- [Excerpted data]

»»

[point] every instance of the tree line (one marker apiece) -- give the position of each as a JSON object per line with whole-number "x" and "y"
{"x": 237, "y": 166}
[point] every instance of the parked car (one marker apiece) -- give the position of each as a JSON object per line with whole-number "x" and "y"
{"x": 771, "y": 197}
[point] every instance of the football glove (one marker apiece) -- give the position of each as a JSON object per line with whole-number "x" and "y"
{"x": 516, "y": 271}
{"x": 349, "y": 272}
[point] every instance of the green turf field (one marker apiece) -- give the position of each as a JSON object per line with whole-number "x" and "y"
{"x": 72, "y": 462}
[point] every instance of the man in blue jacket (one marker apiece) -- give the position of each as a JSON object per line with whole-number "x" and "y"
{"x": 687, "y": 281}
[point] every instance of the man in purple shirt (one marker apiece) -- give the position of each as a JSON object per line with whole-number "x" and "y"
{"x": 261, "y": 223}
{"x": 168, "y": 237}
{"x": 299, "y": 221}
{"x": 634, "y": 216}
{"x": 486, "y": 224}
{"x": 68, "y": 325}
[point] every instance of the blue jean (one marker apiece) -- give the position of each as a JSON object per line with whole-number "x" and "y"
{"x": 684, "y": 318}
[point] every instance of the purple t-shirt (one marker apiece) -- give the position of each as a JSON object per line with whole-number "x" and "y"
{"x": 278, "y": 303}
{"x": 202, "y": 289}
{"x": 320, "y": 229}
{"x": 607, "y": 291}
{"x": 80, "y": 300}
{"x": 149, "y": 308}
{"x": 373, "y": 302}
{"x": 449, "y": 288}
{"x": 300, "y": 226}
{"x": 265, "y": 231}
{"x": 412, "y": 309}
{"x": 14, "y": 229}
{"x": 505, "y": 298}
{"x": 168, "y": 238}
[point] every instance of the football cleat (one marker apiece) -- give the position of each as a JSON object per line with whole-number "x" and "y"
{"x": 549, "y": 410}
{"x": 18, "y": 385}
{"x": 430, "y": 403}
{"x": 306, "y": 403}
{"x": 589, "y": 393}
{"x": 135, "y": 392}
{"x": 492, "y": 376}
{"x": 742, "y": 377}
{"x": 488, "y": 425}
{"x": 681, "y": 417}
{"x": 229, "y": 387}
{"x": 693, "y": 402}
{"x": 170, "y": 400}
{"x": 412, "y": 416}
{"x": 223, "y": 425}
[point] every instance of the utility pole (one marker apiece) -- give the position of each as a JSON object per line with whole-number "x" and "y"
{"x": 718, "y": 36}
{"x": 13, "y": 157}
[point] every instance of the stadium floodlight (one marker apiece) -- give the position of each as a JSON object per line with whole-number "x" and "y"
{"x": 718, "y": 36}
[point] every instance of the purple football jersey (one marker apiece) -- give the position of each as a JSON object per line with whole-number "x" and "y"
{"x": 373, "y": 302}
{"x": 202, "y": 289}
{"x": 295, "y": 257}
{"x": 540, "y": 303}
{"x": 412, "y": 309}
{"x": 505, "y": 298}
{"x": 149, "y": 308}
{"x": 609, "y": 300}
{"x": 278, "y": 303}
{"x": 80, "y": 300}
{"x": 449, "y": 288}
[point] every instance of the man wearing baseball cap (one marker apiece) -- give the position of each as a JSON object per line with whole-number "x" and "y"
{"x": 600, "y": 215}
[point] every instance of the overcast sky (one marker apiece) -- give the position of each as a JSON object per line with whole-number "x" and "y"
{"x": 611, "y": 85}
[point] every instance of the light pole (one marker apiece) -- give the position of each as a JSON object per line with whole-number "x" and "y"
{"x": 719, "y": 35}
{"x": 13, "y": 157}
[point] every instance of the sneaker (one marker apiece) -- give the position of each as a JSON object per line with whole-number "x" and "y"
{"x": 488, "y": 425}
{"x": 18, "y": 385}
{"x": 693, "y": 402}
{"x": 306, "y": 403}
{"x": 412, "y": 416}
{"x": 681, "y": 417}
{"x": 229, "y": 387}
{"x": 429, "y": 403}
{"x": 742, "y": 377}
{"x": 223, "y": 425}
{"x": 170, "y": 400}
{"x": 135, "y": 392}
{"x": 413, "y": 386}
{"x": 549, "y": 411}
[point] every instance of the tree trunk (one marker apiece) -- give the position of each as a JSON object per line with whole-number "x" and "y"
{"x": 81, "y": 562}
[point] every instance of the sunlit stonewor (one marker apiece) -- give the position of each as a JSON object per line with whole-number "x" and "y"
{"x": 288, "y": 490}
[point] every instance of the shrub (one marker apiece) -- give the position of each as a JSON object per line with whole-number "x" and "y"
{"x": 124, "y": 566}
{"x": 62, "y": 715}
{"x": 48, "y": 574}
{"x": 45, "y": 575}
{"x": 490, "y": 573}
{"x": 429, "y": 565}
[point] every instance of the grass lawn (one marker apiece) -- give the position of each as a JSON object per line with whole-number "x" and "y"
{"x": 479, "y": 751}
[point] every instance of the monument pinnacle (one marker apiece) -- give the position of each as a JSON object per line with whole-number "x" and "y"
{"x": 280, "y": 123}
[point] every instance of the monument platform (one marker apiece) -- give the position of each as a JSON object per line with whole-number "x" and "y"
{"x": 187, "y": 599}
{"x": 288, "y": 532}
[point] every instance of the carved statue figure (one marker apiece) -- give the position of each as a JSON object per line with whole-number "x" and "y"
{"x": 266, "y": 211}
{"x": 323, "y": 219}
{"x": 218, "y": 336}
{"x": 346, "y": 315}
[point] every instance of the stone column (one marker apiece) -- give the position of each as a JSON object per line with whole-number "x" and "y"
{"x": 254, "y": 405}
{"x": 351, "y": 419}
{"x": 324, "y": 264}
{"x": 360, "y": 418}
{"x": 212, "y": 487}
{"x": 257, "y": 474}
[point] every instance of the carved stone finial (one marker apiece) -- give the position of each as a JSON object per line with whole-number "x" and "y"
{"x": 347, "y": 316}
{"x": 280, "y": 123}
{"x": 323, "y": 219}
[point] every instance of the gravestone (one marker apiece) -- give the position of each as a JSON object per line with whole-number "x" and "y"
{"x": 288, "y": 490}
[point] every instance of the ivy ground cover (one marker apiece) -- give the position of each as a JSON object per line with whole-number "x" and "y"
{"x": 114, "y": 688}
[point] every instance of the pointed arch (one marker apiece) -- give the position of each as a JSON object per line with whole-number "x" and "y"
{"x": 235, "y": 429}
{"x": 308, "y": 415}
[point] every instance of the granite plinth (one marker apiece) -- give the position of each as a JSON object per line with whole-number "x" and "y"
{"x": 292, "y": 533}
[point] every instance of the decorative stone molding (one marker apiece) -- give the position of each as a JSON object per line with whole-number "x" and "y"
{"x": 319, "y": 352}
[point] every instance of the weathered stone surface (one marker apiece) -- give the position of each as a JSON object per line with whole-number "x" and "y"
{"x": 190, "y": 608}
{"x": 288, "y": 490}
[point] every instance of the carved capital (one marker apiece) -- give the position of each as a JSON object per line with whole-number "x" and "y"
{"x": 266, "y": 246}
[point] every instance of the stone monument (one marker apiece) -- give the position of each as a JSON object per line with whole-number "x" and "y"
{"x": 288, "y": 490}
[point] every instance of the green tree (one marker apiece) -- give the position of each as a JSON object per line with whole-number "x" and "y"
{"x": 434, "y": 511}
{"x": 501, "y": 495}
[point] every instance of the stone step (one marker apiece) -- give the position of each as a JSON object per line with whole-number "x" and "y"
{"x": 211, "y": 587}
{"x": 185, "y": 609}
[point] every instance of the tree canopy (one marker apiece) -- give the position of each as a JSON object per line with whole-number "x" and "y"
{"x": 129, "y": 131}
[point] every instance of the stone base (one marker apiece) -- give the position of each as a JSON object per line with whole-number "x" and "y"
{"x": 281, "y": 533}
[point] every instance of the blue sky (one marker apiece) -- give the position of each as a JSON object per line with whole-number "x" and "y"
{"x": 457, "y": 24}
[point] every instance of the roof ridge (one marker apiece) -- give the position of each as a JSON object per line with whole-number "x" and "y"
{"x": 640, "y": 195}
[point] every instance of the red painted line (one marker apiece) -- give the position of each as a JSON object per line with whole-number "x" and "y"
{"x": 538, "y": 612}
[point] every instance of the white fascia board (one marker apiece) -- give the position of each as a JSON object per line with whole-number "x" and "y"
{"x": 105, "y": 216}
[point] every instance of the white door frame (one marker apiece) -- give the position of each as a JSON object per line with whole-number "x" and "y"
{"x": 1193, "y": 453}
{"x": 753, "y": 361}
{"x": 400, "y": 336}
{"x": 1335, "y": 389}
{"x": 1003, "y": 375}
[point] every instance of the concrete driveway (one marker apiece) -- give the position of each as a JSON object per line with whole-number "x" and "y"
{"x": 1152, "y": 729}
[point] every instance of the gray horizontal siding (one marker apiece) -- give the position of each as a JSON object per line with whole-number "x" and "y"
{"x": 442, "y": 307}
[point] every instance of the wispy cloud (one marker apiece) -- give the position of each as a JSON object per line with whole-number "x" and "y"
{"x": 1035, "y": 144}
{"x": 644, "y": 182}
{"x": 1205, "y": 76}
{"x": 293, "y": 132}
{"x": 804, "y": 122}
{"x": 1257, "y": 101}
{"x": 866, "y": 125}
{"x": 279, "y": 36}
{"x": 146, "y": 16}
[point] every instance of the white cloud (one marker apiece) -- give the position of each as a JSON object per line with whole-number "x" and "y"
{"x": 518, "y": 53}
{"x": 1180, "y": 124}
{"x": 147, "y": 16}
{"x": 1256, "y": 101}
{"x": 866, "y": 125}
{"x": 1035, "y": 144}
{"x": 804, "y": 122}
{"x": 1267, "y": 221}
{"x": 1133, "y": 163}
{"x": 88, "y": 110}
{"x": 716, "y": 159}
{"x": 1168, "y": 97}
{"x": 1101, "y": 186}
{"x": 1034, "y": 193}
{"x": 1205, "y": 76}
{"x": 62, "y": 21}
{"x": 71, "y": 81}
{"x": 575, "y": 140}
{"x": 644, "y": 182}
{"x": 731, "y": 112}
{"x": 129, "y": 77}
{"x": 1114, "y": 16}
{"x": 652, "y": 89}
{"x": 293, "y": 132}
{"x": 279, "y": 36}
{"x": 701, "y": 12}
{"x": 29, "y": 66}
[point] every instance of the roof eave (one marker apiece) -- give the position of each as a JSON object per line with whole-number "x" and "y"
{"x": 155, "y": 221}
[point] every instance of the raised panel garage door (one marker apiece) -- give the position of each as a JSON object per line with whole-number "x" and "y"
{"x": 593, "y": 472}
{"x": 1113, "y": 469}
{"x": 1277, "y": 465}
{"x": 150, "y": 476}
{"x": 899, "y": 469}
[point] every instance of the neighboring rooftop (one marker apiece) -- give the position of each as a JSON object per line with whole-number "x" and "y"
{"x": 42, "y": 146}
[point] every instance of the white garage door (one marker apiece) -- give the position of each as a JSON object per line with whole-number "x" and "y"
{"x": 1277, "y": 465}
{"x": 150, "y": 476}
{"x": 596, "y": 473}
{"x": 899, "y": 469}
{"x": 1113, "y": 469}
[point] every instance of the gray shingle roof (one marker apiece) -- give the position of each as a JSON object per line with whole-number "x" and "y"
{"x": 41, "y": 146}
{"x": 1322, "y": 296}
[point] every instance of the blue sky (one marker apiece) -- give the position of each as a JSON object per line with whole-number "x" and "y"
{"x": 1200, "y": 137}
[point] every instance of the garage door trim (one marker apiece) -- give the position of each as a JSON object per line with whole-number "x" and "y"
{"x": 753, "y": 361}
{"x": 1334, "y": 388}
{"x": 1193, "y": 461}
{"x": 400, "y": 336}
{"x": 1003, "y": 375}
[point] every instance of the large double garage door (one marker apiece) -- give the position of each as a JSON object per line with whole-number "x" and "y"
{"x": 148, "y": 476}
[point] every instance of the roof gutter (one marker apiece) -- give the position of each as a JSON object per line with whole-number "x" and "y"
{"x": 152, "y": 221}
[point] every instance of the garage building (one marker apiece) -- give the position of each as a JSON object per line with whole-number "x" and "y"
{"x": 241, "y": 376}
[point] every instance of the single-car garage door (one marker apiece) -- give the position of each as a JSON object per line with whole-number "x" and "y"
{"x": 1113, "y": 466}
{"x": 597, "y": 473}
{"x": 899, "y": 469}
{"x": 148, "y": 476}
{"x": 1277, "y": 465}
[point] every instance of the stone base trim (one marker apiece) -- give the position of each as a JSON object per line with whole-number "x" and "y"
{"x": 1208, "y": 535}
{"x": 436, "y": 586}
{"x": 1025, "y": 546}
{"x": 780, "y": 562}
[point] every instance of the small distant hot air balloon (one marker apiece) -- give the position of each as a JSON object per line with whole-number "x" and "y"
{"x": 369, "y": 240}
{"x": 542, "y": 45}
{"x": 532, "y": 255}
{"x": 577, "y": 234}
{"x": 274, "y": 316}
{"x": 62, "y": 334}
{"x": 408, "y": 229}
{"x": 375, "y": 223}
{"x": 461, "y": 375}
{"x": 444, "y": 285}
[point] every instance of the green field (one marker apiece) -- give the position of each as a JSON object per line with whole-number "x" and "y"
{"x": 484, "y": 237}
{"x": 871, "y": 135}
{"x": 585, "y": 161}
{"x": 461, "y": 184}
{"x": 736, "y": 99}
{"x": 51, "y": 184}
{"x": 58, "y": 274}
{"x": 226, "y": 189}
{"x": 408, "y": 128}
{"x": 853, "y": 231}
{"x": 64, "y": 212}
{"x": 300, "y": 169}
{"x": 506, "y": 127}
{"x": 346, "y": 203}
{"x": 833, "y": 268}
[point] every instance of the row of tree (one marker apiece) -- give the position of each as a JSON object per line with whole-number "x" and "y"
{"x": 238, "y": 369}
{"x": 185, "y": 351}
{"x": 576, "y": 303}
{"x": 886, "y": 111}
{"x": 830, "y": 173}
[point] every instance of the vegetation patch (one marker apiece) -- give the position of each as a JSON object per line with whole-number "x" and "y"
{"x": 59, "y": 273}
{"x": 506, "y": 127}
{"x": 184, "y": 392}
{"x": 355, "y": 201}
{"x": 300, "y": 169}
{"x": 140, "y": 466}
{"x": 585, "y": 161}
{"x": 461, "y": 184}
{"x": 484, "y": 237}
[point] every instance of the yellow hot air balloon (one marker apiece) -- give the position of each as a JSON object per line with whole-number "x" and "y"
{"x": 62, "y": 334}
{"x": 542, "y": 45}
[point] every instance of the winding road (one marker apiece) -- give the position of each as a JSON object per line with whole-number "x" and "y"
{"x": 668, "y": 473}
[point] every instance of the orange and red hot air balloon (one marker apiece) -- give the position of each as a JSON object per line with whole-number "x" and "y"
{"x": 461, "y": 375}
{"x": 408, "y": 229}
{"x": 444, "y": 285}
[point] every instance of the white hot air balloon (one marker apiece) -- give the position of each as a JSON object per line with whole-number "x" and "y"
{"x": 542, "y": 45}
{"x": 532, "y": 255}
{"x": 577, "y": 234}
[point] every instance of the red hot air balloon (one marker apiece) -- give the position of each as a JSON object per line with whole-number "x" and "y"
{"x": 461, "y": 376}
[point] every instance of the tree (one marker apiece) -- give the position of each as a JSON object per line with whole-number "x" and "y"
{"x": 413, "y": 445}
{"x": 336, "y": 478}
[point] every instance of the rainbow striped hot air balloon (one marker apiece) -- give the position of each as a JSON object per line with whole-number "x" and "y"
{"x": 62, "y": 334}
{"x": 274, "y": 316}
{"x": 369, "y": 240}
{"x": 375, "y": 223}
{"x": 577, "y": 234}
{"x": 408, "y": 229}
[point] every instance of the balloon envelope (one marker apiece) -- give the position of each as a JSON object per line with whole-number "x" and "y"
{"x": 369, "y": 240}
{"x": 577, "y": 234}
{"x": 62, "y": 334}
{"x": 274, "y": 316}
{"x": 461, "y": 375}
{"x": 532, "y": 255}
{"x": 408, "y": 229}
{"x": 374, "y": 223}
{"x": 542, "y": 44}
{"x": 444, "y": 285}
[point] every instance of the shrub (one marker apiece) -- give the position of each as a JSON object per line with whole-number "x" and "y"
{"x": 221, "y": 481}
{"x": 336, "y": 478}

««

- [Assignment]
Repeat precisely the lines of the data starting at the one containing "[point] every instance of the balloon", last line included.

- [Output of the exercise]
[point] every instance of the balloon envelope (one marker apiece) -- give the position of each as a JSON object per line with whole-number "x" and "y"
{"x": 369, "y": 240}
{"x": 577, "y": 234}
{"x": 62, "y": 334}
{"x": 274, "y": 316}
{"x": 461, "y": 375}
{"x": 532, "y": 255}
{"x": 408, "y": 229}
{"x": 374, "y": 223}
{"x": 542, "y": 44}
{"x": 444, "y": 285}
[point] every instance of the shrub (one marker apiece) -- give the position of each as a JSON object per line with whole-number "x" and "y"
{"x": 221, "y": 481}
{"x": 336, "y": 478}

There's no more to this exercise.